Directive - Write out exactly the lines from the one with "TARGET = dark wing feather" through the last line. Pictures stay out.

--- Data supplied ---

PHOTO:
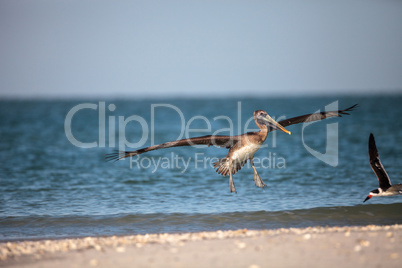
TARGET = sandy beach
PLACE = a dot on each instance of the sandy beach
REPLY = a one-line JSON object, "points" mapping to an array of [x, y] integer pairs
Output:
{"points": [[367, 246]]}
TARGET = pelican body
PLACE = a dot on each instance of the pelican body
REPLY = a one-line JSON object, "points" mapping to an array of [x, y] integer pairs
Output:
{"points": [[241, 147], [385, 189]]}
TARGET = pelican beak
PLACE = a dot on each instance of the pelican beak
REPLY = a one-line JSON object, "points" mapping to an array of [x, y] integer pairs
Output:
{"points": [[272, 122], [367, 198]]}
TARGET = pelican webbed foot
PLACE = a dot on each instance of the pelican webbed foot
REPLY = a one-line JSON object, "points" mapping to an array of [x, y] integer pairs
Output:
{"points": [[257, 179], [231, 184]]}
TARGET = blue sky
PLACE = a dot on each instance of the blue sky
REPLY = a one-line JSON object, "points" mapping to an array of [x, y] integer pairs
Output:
{"points": [[199, 48]]}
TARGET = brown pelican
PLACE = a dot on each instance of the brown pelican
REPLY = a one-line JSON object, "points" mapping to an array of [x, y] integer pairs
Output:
{"points": [[241, 147], [385, 189]]}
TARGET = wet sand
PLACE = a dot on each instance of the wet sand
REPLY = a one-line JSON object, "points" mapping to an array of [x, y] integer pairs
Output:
{"points": [[367, 246]]}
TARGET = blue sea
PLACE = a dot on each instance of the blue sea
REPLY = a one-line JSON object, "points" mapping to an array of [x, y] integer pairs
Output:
{"points": [[55, 182]]}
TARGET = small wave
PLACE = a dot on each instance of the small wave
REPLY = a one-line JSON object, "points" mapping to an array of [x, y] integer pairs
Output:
{"points": [[40, 227]]}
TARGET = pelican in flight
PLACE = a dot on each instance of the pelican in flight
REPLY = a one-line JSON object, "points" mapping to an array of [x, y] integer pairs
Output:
{"points": [[241, 147], [385, 189]]}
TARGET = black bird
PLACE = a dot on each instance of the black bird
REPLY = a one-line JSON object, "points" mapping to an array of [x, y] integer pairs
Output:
{"points": [[385, 189], [241, 147]]}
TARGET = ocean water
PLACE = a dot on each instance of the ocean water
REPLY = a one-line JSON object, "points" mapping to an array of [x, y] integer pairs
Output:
{"points": [[55, 183]]}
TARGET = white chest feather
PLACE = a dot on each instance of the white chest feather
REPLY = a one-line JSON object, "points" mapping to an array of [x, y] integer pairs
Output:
{"points": [[245, 152]]}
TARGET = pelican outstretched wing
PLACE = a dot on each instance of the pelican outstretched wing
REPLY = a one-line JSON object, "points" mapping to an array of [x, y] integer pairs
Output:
{"points": [[210, 140], [314, 117], [376, 165]]}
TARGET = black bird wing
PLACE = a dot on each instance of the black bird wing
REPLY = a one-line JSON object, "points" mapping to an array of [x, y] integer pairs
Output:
{"points": [[376, 165], [314, 117], [210, 140]]}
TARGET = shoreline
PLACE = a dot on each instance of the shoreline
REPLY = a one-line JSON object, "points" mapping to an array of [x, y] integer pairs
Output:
{"points": [[312, 246]]}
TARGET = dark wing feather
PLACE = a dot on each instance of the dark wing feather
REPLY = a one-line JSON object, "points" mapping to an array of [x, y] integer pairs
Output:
{"points": [[376, 165], [215, 140], [314, 117]]}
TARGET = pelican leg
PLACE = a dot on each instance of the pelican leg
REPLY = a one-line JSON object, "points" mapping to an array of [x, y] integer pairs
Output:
{"points": [[231, 183], [257, 179]]}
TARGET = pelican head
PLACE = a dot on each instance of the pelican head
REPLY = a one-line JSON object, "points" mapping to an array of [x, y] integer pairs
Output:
{"points": [[262, 118]]}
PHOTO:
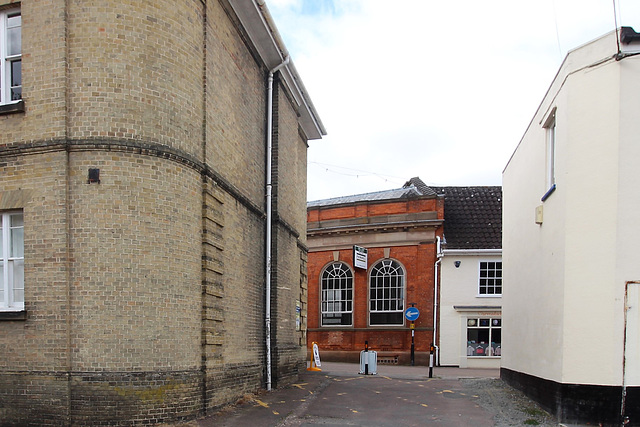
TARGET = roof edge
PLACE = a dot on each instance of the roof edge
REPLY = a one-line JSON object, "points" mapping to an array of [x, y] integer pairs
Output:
{"points": [[263, 34]]}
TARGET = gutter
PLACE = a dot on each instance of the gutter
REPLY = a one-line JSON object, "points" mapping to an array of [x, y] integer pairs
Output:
{"points": [[439, 256]]}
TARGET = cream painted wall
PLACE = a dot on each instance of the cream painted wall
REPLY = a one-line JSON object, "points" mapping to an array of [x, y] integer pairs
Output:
{"points": [[564, 306], [459, 287]]}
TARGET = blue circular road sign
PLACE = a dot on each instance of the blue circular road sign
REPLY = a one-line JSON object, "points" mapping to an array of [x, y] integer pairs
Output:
{"points": [[411, 313]]}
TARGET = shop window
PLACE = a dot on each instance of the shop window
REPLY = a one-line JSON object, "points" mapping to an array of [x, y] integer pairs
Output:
{"points": [[11, 56], [337, 295], [11, 261], [484, 337], [386, 293]]}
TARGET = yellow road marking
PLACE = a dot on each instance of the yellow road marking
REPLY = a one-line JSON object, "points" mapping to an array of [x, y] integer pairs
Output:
{"points": [[261, 403]]}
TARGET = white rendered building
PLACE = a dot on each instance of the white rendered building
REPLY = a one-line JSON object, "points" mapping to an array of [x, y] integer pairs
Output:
{"points": [[571, 235]]}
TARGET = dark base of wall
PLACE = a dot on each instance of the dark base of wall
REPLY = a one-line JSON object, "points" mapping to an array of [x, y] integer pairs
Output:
{"points": [[31, 398], [578, 403], [99, 398], [421, 358]]}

---

Answer to this task -
TARGET = dark wing feather
PLACE = a dot on each instance of the dark wing feather
REPLY = a one-line JSON object, "points" mapping to an array of [x, y] integer pairs
Output:
{"points": [[376, 165], [215, 140], [314, 117]]}
TARGET = pelican leg
PLACE = a dot on each instance of the pelican leg
REPLY = a one-line JSON object, "points" mapping to an array of [x, y] integer pairs
Output:
{"points": [[231, 183], [257, 179]]}
TARGET = pelican head
PLACE = a dot on each instance of the pelican head
REPLY = a one-line JSON object, "points" mapping to an array of [x, y] integer pairs
Output:
{"points": [[262, 118]]}
PHOTO:
TARGET = roof edge
PLACE = a dot on each instance of the roof edge
REPLY = a one-line JSON object, "points" mapping to an array of [x, y] integer pairs
Output:
{"points": [[263, 34]]}
TARGET = gutter
PLACE = a dot on each instance of the gutter
REPLY = a one-line JSON object, "points" mapping to an array of [x, y] integer pairs
Output:
{"points": [[439, 256]]}
TARGET = cream painted wall
PLACE = a dot on each instance of the cream painted wall
REPLY = a one-line JSON object, "points" mapping to an array of [x, y] integer pairs
Output:
{"points": [[564, 306], [459, 287]]}
TARGET = blue circular road sign
PLACE = a dot on each instance of the blue circular road sign
REPLY = a one-line JSON object, "points" mapping to an array of [x, y] integer pairs
Output:
{"points": [[411, 313]]}
TARGET = shop window
PLACE = a dot on each instance of the shop window
REPLY = a one-line JSON object, "points" mapping to an array of [x, y] integer pairs
Output:
{"points": [[11, 56], [337, 295], [11, 261], [484, 337], [386, 293]]}
TARGET = yellow road marking
PLACE = a dot on each instance of the yellow road marking
REPLY = a one-line JSON object, "points" mapping to an array of [x, y] integer pairs
Output:
{"points": [[261, 403]]}
TARGET = white rendered building
PLACE = a dot on each instance of the white rendered building
REPLY = a one-line JSON object, "points" mapping to an array of [x, y] integer pairs
Output:
{"points": [[571, 235]]}
TARGET = dark base of wall
PLACE = a dot on each instance of the dark base of wall
REPLY = a one-line JSON object, "points" mapping to an array of [x, y] integer pairs
Output:
{"points": [[31, 398], [578, 403], [99, 398], [421, 358]]}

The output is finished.